What to work on: List every line of the lines below that contains the string "crumpled".

|---|

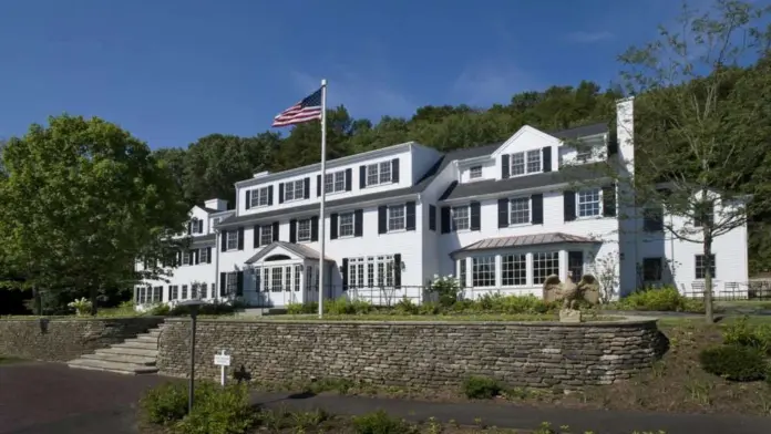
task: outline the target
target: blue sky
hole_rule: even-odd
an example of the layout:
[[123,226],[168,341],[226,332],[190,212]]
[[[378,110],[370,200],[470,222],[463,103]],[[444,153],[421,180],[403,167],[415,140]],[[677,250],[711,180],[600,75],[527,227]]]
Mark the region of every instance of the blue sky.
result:
[[676,0],[7,0],[0,137],[63,112],[153,148],[251,135],[329,81],[356,117],[616,79]]

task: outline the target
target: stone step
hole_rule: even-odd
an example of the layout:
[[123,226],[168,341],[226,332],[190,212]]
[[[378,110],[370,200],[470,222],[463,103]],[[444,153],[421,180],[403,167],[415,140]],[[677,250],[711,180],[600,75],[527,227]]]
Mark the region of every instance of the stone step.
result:
[[155,366],[156,358],[131,354],[83,354],[81,359],[102,360],[105,362],[132,363],[145,366]]
[[117,372],[122,374],[152,374],[158,372],[155,366],[146,366],[133,363],[110,362],[94,359],[75,359],[66,363],[70,368],[90,369],[96,371]]
[[96,350],[96,354],[125,354],[125,355],[142,355],[146,358],[157,358],[158,356],[158,350],[157,348],[147,350],[147,349],[141,349],[141,348],[126,348],[126,347],[111,347],[111,348],[103,348],[100,350]]
[[143,342],[136,339],[126,339],[123,343],[112,345],[113,348],[134,348],[137,350],[157,350],[158,342]]

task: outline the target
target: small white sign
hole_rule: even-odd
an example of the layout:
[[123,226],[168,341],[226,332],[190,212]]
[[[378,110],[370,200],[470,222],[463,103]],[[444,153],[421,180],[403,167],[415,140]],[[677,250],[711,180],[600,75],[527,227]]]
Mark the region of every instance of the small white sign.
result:
[[214,354],[214,364],[217,366],[229,366],[230,365],[230,355]]

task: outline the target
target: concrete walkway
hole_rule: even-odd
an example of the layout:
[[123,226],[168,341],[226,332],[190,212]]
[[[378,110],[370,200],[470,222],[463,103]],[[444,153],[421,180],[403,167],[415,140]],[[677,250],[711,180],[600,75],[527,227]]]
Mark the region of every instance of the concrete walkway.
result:
[[[122,375],[68,369],[55,363],[20,363],[0,366],[0,434],[134,434],[136,402],[148,388],[171,379]],[[287,395],[256,393],[254,401],[267,407],[323,409],[335,414],[362,414],[384,410],[413,421],[436,417],[473,424],[530,430],[542,422],[569,425],[574,432],[630,434],[665,430],[667,434],[761,434],[771,418],[677,415],[536,409],[507,403],[430,403],[359,396]]]

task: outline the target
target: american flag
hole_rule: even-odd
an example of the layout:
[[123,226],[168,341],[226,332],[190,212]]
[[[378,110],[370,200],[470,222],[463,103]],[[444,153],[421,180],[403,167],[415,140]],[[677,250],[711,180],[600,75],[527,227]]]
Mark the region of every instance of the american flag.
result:
[[321,87],[274,117],[273,126],[301,124],[321,118]]

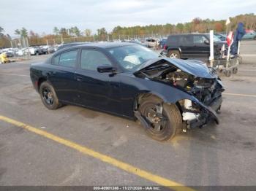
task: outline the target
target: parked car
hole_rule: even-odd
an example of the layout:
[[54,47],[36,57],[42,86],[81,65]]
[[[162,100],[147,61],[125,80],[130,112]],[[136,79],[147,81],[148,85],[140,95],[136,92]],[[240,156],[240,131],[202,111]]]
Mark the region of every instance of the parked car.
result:
[[0,53],[0,63],[9,63],[10,60],[7,58],[7,52]]
[[161,49],[163,49],[164,47],[166,45],[167,39],[162,39],[159,41],[159,46]]
[[221,41],[226,41],[227,40],[227,35],[223,34],[214,34],[214,35],[218,37]]
[[[222,45],[227,42],[214,36],[214,58],[221,55]],[[165,49],[167,56],[176,58],[208,58],[210,56],[208,34],[184,34],[170,35]]]
[[41,46],[40,48],[42,50],[42,53],[45,55],[51,54],[55,52],[54,47],[52,46],[45,45]]
[[256,32],[250,30],[246,32],[242,37],[242,39],[254,39],[256,40]]
[[[39,47],[29,47],[29,50],[30,55],[39,55],[44,54],[42,50]],[[28,52],[28,50],[26,50],[26,52]]]
[[86,43],[85,42],[72,42],[72,43],[62,44],[57,47],[57,51],[66,47],[80,45],[82,44],[86,44]]
[[219,78],[199,61],[159,57],[131,43],[94,43],[61,50],[30,68],[43,104],[75,104],[138,120],[153,139],[202,126],[220,109]]
[[156,45],[157,39],[146,39],[145,40],[145,44],[148,47],[154,47]]
[[143,47],[147,47],[147,44],[146,43],[143,43],[138,40],[130,40],[128,42],[135,43],[135,44],[140,44],[140,45],[143,46]]

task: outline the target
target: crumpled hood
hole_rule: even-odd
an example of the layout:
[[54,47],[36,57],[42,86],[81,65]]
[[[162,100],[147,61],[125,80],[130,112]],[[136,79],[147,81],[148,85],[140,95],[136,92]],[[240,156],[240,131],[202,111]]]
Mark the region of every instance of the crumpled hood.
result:
[[143,63],[137,71],[135,72],[135,74],[154,66],[161,66],[165,64],[170,64],[170,66],[178,68],[181,71],[195,77],[208,79],[217,77],[214,70],[208,68],[207,66],[201,61],[169,58],[150,59],[146,63]]

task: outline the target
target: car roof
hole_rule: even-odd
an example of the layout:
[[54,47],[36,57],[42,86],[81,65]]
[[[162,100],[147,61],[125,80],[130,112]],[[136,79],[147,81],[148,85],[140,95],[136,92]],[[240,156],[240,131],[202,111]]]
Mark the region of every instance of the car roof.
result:
[[79,44],[77,46],[74,46],[73,47],[94,47],[106,49],[106,48],[124,47],[124,46],[130,46],[131,44],[132,44],[132,43],[130,43],[130,42],[91,42],[91,43]]

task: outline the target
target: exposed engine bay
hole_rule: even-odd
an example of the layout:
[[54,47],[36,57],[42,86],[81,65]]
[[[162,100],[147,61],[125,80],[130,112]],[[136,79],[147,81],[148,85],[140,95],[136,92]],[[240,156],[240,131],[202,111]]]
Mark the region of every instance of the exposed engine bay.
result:
[[218,93],[217,79],[196,77],[178,69],[164,73],[157,79],[192,93],[206,105],[210,104],[213,96],[218,96],[215,95]]
[[[222,92],[224,88],[220,79],[213,69],[206,69],[211,72],[211,77],[196,77],[170,64],[161,64],[157,67],[154,66],[143,70],[140,74],[151,80],[167,83],[192,95],[207,107],[206,109],[198,103],[189,99],[178,101],[183,120],[190,128],[206,124],[211,118],[211,112],[218,112],[222,101]],[[217,120],[216,122],[218,123]]]

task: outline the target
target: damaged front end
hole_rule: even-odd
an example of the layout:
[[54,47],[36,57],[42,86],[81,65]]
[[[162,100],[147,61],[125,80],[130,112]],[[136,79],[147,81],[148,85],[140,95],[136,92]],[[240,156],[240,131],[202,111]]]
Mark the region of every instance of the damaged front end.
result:
[[219,123],[217,112],[220,109],[224,91],[216,71],[203,63],[179,59],[159,59],[136,73],[138,77],[167,84],[187,93],[176,104],[187,128],[202,127],[211,120]]

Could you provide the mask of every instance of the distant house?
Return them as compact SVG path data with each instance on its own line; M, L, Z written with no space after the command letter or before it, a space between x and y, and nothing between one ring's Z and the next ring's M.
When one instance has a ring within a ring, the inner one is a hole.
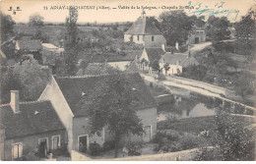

|---|

Reply to the task:
target: crumpled hood
Mark the region of every instance of the crumpled hood.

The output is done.